What is needed
Give again, word for word, only the lines from the one containing "Target: wooden floor" through the final line.

Records for the task
^^^^
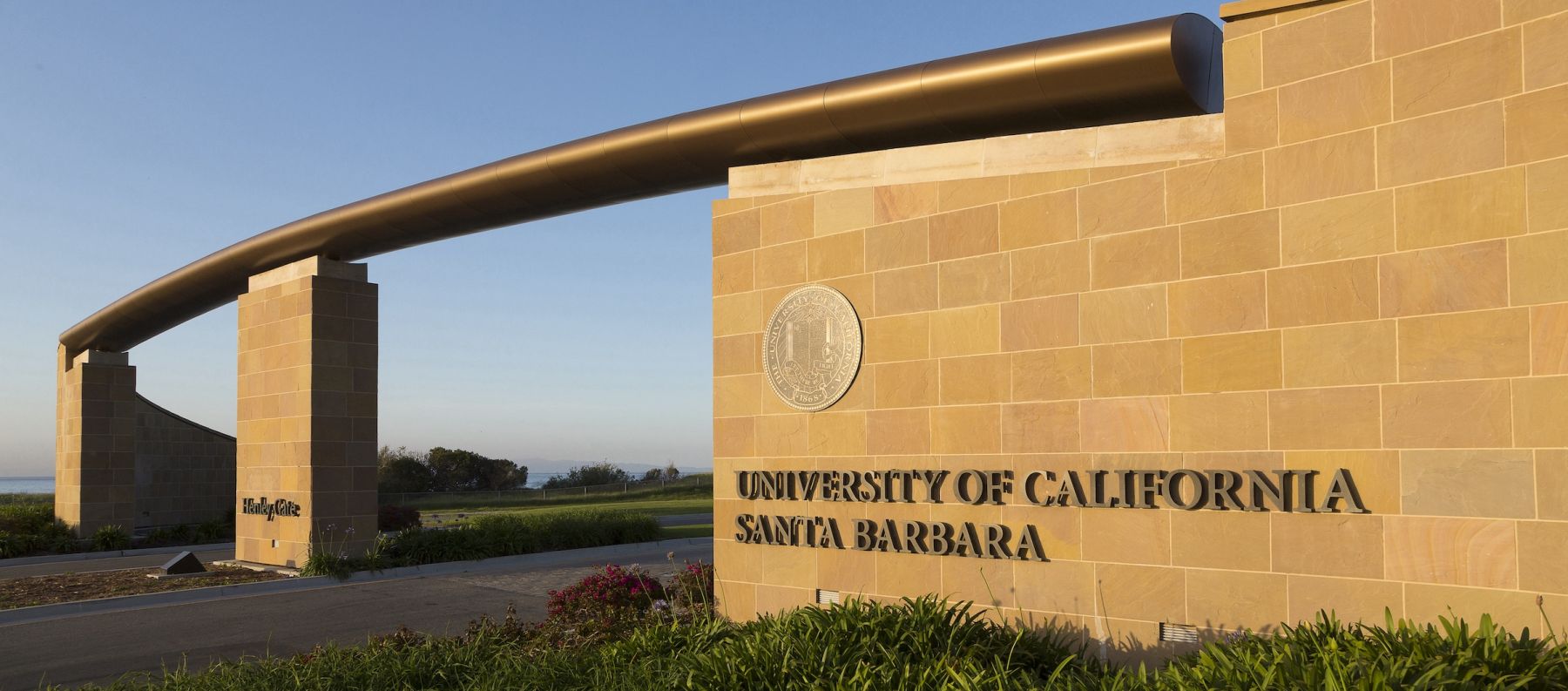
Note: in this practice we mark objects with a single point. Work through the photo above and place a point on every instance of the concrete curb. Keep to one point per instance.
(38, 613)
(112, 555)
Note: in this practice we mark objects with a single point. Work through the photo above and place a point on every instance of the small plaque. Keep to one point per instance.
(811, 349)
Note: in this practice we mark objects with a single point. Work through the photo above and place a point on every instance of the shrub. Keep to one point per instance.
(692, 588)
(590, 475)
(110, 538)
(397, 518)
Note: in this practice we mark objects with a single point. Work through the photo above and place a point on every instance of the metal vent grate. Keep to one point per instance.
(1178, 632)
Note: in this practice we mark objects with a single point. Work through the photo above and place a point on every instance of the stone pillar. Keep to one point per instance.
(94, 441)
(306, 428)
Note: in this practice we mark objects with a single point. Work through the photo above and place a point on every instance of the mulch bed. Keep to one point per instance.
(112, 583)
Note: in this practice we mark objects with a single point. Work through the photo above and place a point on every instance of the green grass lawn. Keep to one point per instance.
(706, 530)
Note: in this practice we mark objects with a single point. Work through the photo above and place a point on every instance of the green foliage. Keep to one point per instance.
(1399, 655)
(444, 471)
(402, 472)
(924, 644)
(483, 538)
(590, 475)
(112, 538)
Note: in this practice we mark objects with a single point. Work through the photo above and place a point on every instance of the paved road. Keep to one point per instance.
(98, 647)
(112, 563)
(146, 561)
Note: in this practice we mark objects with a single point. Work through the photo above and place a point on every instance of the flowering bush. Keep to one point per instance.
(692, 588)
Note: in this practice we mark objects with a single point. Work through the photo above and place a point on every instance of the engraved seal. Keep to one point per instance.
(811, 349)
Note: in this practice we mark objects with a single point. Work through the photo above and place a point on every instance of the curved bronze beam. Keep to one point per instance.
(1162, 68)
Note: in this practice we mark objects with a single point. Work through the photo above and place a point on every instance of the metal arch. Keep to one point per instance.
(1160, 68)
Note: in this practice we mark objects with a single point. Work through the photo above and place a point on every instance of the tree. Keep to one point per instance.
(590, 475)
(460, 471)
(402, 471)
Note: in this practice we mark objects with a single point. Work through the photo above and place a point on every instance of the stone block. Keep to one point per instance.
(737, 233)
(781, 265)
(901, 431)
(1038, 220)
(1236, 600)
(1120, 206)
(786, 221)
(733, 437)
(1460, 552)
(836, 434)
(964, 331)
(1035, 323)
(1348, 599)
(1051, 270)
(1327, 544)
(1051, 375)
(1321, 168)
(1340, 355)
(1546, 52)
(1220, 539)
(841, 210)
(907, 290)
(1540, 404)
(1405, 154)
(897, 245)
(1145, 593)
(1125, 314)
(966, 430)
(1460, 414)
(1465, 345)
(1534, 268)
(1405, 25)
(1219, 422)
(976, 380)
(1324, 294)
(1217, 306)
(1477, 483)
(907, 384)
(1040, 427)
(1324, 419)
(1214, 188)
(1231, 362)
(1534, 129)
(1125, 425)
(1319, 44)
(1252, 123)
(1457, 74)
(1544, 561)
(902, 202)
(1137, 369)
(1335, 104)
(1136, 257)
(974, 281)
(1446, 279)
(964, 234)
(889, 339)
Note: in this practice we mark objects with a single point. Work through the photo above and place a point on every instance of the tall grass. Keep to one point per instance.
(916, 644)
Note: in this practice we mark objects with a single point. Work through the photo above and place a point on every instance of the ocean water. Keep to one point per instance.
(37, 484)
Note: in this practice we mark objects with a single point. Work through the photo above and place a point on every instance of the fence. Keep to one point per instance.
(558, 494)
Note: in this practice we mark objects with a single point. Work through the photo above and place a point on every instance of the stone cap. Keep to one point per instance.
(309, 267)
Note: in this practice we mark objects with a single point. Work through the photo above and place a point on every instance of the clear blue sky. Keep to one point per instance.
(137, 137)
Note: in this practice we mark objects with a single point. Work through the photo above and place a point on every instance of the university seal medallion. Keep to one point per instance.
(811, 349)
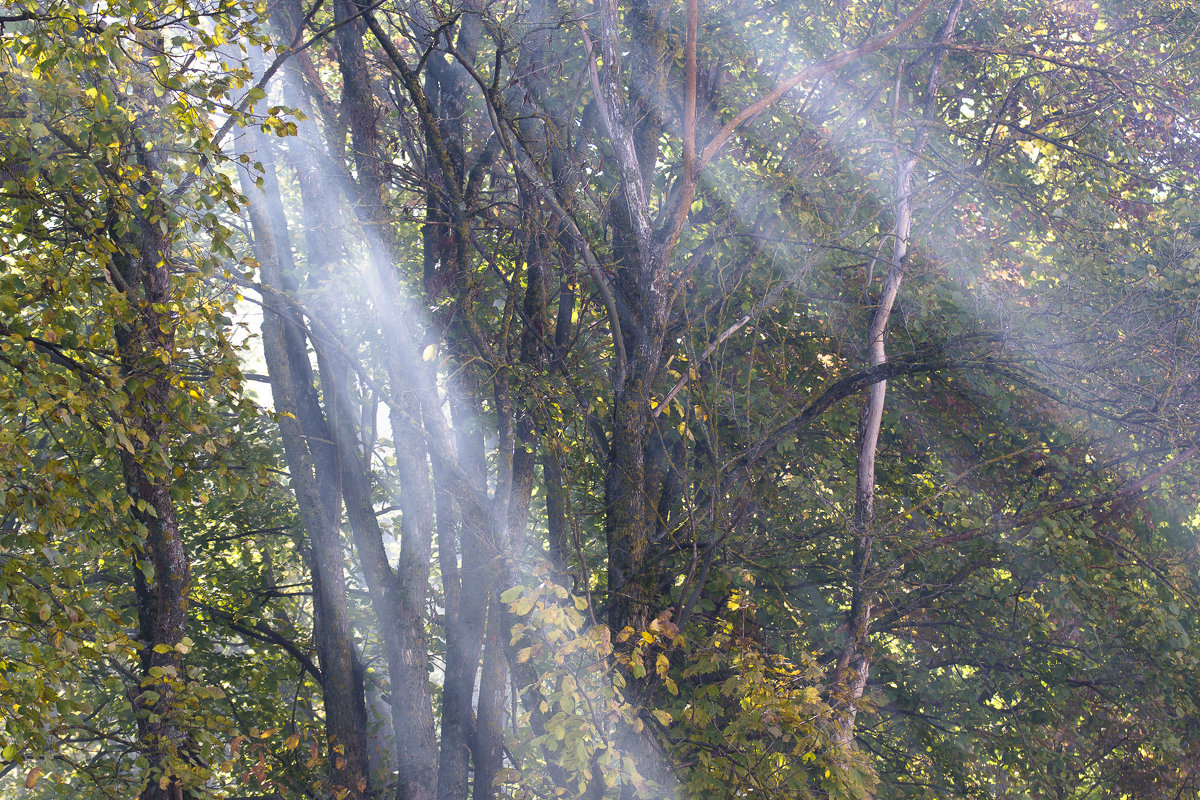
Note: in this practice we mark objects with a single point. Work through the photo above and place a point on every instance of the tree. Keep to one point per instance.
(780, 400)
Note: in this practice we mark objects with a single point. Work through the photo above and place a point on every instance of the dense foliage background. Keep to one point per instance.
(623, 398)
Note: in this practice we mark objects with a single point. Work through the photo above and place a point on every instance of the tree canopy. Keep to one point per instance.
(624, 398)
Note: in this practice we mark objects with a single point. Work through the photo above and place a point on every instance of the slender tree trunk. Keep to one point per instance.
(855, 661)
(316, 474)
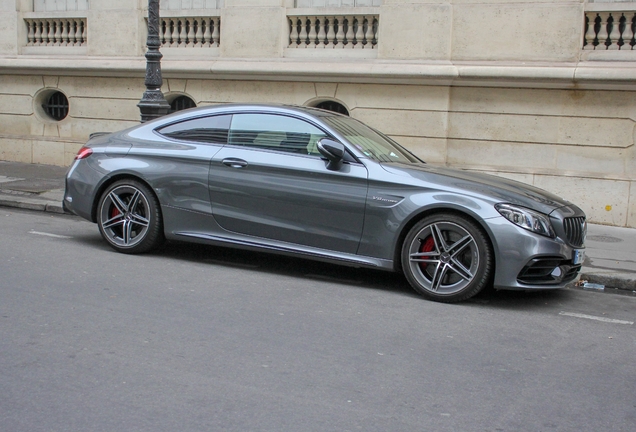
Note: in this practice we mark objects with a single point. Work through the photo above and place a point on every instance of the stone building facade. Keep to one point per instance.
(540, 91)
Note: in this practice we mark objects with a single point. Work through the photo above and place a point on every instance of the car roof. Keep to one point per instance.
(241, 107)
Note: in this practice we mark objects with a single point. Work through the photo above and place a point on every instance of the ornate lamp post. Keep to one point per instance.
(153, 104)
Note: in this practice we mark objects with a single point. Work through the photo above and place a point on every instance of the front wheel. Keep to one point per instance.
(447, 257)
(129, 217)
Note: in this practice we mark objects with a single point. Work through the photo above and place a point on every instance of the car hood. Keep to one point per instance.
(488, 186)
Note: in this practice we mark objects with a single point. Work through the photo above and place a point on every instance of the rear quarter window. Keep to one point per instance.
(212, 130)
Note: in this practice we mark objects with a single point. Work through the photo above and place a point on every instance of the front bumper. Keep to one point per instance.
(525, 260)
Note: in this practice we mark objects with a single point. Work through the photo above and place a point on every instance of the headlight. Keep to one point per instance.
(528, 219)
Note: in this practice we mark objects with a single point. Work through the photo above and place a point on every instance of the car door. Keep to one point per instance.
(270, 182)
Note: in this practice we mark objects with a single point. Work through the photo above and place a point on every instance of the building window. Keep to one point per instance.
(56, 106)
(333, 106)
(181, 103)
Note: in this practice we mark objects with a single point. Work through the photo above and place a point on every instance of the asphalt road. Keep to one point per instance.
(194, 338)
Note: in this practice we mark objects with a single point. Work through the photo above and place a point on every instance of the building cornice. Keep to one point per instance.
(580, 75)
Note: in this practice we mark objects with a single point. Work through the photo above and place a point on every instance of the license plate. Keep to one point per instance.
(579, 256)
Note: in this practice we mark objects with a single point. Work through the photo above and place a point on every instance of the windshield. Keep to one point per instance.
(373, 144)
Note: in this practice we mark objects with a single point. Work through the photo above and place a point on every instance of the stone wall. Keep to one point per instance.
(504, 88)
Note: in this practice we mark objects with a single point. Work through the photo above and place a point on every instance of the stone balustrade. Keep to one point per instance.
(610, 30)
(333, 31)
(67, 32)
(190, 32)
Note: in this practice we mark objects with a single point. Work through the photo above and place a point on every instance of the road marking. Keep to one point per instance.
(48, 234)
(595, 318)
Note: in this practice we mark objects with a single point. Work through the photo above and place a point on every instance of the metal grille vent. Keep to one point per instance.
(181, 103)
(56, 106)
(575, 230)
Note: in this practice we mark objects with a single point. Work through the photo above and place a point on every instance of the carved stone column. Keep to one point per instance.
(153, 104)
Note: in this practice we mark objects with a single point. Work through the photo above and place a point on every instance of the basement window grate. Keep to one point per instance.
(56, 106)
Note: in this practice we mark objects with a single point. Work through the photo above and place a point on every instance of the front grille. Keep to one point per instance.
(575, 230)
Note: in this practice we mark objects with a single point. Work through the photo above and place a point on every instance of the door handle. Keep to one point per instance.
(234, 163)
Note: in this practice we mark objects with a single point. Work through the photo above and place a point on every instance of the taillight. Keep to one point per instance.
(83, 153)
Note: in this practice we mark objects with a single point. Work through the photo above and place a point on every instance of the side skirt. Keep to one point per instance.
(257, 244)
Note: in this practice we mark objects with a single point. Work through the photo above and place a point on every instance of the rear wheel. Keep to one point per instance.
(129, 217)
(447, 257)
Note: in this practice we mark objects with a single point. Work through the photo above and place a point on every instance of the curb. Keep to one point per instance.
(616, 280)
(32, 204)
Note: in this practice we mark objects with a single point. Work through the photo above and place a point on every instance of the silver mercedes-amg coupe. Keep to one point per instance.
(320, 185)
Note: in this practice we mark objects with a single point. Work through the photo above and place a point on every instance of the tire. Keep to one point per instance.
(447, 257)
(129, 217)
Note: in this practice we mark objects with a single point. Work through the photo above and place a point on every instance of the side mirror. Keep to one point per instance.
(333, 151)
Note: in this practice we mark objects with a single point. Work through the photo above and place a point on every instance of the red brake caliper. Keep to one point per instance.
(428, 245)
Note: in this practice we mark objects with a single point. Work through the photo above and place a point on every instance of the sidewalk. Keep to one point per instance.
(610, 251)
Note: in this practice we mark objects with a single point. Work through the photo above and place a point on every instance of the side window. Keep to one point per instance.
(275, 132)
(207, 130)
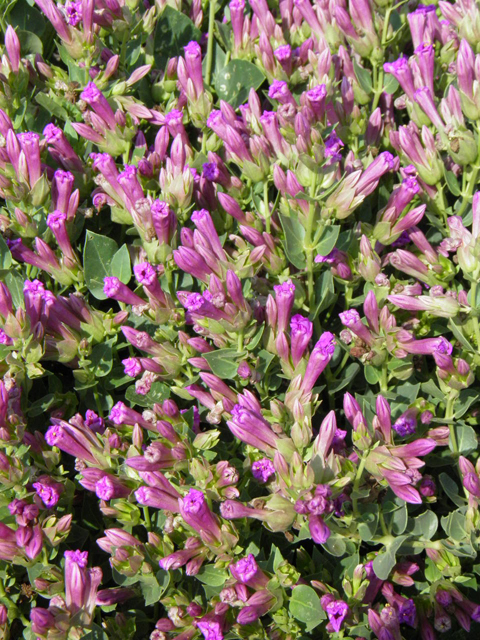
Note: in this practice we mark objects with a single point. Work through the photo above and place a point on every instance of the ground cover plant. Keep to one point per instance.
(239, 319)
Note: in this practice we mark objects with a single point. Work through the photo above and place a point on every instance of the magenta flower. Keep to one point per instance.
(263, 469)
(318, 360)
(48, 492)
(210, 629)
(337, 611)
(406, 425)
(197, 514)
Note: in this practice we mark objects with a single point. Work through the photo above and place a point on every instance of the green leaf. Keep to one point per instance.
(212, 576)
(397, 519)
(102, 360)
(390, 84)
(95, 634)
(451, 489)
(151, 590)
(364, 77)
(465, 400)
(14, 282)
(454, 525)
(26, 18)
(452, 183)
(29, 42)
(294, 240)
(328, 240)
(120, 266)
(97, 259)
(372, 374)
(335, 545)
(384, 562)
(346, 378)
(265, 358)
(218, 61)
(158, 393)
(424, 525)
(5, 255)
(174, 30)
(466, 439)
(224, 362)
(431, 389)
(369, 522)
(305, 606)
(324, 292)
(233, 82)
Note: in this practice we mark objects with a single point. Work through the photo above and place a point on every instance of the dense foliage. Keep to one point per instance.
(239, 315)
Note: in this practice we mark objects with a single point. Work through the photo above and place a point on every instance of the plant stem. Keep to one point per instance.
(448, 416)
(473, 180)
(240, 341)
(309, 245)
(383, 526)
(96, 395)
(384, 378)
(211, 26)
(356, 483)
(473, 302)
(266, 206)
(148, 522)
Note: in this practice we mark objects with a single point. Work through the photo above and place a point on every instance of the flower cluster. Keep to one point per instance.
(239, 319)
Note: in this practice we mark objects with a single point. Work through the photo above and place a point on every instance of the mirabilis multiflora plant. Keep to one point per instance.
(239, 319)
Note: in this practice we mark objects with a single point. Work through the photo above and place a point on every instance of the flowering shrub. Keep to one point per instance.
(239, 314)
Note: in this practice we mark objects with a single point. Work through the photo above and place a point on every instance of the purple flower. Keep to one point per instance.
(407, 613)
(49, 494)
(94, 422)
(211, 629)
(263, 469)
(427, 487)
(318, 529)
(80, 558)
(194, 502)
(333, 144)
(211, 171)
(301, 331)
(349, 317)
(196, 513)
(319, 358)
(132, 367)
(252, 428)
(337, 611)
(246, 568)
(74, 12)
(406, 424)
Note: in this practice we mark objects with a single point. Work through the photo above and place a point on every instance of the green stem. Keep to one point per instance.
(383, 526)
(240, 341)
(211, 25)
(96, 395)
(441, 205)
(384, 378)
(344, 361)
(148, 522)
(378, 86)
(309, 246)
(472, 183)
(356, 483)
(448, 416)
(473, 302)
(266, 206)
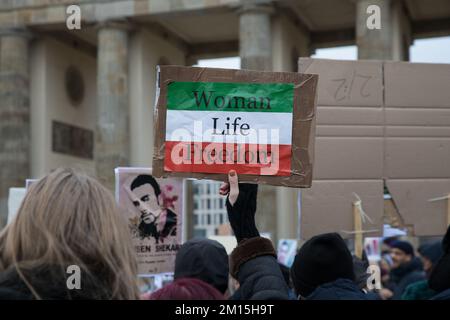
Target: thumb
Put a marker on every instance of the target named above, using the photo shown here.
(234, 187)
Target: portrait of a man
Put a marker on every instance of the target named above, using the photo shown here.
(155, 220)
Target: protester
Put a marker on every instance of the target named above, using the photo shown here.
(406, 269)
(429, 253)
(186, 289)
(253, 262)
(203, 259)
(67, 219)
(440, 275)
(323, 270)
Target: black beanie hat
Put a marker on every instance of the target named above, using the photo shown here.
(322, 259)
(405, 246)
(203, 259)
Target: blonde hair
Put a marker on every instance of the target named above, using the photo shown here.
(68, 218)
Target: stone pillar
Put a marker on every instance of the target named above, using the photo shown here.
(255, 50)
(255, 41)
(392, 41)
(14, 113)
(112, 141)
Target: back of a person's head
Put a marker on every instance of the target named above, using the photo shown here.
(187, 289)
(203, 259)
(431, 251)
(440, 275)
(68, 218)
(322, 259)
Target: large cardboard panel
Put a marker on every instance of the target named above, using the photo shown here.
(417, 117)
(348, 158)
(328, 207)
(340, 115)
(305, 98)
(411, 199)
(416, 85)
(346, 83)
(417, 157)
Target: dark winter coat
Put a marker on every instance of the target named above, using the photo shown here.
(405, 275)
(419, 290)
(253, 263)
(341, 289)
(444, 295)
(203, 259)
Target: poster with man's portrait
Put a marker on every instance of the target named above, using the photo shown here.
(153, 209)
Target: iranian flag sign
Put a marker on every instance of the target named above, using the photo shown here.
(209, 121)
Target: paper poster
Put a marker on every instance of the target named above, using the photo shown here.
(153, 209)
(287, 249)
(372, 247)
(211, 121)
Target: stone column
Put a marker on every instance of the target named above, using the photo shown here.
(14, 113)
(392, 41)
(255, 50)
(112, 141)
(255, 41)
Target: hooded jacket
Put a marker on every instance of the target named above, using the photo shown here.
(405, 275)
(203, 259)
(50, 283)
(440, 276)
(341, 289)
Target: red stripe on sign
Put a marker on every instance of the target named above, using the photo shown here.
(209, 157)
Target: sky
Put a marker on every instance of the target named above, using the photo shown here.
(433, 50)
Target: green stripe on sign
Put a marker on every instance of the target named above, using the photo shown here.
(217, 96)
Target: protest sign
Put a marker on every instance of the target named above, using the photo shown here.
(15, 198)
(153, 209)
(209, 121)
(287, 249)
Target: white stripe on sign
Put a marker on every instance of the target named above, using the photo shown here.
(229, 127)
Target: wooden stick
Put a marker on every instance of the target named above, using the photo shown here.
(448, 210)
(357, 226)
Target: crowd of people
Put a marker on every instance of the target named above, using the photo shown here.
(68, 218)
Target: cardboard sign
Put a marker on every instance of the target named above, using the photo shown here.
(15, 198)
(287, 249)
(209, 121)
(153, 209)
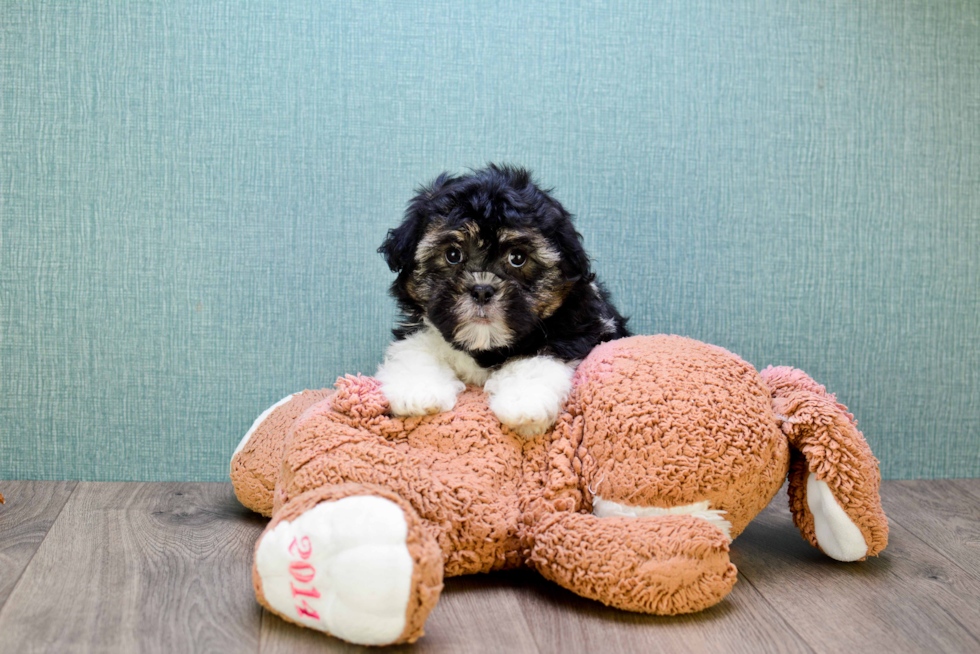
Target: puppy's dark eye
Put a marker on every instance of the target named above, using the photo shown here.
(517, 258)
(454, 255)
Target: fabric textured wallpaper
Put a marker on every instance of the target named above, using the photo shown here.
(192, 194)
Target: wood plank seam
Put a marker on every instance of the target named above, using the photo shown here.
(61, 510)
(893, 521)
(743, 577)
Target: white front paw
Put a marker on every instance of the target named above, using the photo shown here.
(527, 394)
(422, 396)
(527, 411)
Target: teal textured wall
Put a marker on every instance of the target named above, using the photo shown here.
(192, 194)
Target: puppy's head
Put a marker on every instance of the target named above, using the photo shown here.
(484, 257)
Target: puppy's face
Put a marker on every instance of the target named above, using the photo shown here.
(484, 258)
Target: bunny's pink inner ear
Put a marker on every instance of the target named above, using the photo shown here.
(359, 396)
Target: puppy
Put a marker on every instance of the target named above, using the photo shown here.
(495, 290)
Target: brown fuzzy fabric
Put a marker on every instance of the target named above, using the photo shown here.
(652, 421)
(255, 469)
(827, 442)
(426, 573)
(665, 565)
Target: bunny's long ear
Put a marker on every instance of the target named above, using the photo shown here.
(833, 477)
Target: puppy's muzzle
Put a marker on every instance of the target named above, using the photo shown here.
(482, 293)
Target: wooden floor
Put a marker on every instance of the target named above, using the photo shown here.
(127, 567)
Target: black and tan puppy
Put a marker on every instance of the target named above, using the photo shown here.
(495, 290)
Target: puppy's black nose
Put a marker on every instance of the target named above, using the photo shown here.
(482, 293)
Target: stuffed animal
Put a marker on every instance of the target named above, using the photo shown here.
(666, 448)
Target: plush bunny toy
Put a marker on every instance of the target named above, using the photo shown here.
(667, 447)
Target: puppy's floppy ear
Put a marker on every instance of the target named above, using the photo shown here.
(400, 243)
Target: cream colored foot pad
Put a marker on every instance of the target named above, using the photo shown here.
^^^^
The reply
Target: wooden floor
Put a marker on every instance of the target named above, using the photo shown here.
(127, 567)
Target: black and tan puppy
Put a marker on every instance of the target named above, using the photo shown here.
(495, 290)
Target: puppy's black nose
Put a marker on every instance of the target named above, using the photo shown here.
(482, 293)
Target: stuffed animal
Put a marker on every instance of the target named above, using the photo shown here.
(666, 448)
Target: plush bunny toy
Put a marker on every instance of the target named above, using the photo shown here.
(667, 447)
Target: puppy's floppy ear
Put a marker on every instance of the target named above, using the photo shown here.
(400, 243)
Target: cream colored foot pad
Put a marker on every instance of the target named above, using the photo shown here.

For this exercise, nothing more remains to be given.